**YOUR TASK**
Put these records into a two-column CSV with the headers input and output, one row per record. Place each record's text and its answer in a single quoted field each, with line breaks replaced by spaces.

**ENTRIES SUPPLIED**
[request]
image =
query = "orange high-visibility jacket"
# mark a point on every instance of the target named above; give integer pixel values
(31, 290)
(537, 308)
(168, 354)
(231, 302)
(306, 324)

**ANSWER TO THIS PROBLEM**
input,output
"[request] image = query = ""orange high-visibility jacket"" # mark a point on every instance of the target named above; give integer pixel values","(31, 290) (537, 308) (168, 354) (231, 302) (306, 324)"